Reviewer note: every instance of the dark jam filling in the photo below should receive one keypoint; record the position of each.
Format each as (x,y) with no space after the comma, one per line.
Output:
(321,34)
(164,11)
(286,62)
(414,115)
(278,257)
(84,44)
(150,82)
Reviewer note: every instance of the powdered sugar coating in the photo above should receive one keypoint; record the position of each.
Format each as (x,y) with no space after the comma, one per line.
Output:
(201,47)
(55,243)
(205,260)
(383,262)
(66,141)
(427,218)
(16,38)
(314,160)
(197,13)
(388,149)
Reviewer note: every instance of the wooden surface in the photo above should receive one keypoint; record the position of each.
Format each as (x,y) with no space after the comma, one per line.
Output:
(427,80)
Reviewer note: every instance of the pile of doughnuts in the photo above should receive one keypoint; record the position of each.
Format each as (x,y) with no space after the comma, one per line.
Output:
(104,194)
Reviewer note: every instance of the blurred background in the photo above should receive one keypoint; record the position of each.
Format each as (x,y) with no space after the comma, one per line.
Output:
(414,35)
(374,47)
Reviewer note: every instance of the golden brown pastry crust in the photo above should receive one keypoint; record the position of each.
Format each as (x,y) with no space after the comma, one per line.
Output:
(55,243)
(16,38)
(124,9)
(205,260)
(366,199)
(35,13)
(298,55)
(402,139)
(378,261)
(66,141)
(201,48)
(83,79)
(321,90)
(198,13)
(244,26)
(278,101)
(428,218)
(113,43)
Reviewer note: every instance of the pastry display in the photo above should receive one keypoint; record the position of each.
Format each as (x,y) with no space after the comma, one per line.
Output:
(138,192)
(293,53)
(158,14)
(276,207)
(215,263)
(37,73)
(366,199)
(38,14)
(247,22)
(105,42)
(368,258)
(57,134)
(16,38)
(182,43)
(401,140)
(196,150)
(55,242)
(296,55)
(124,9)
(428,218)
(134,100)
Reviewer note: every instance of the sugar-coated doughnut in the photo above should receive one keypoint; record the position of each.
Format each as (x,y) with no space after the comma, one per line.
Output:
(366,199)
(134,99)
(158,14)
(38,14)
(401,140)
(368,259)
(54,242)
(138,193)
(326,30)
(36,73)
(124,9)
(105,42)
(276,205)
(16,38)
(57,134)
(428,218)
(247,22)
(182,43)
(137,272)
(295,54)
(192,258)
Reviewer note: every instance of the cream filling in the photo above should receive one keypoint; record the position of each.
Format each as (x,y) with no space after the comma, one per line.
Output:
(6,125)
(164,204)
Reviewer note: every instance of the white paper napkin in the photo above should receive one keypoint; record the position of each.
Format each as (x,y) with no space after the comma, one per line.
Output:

──────

Reproduce every one of the records above word for word, keeping each line intact and in its original order.

Reviewer note: every instance of the dark jam filling in the photo below should receive one keypoint; record the position of each.
Format each as (x,y) with no space after the comma, one per line.
Output:
(321,34)
(164,11)
(286,62)
(414,115)
(278,257)
(84,44)
(150,82)
Reviewer note: every instance of the powdered sugar coating in the photo above should receive one keypoint; record the position of each.
Format each as (x,y) with no space after the comma, one per line.
Output:
(201,47)
(55,243)
(205,260)
(383,262)
(66,141)
(427,218)
(16,38)
(314,160)
(197,13)
(388,149)
Reviewer note: every instance of the wooden surface in the photo above should receive one keypoint; record the position of each.
Format each as (x,y) with no space after the comma, one per line.
Output:
(427,80)
Reviewer note: every instance of the pile of doughnuts in the photo above should receive one keypoint; record the position of each.
Format each as (x,y) with no space after the comma, one per line.
Output:
(104,194)
Reviewer note: every instance of the blurred background in the photo above should receive one keypoint; record the position of each.
Format each as (x,y) with no space after the comma, one per line.
Output:
(414,35)
(374,47)
Reviewer note: every instance of the golden brown pastry crust in the photo above should receive one keypoint; record the position of each.
Format each as (x,y) with no space after the comma, one per line.
Output:
(55,243)
(16,38)
(124,9)
(205,260)
(366,199)
(35,13)
(298,55)
(402,139)
(378,261)
(66,141)
(201,48)
(83,79)
(321,90)
(198,13)
(244,26)
(278,101)
(428,218)
(113,43)
Reviewer note: every instance of the pastry display in the photo above should receive one keypoint; record the position of each.
Format each as (x,y) with no space after the comma, one per line.
Output:
(138,192)
(293,53)
(158,14)
(276,207)
(215,263)
(37,73)
(366,199)
(38,14)
(247,22)
(105,42)
(368,258)
(57,134)
(16,38)
(182,43)
(401,140)
(196,150)
(55,242)
(296,55)
(124,9)
(428,218)
(134,100)
Reviewer note: every instance of the sugar-coated doughnut in the photo above should receive one keypoint; record the position of each.
Format each as (x,y) with no space after the comma, one per line.
Output:
(366,199)
(134,99)
(158,14)
(38,14)
(401,140)
(368,259)
(54,242)
(138,193)
(326,30)
(36,73)
(124,9)
(105,42)
(276,205)
(16,38)
(57,134)
(428,218)
(247,22)
(182,43)
(137,272)
(295,54)
(192,258)
Reviewer note: every instance of the cream filling in the photo above should receive one keypoint; record the position of each.
Format each as (x,y) with no space after the comma, one per line.
Output:
(6,125)
(164,204)
Reviewer note: every instance of the white paper napkin in the photo above should receive one keypoint; record the position of each.
Format each as (x,y) with no space after the comma, one per line.
Output:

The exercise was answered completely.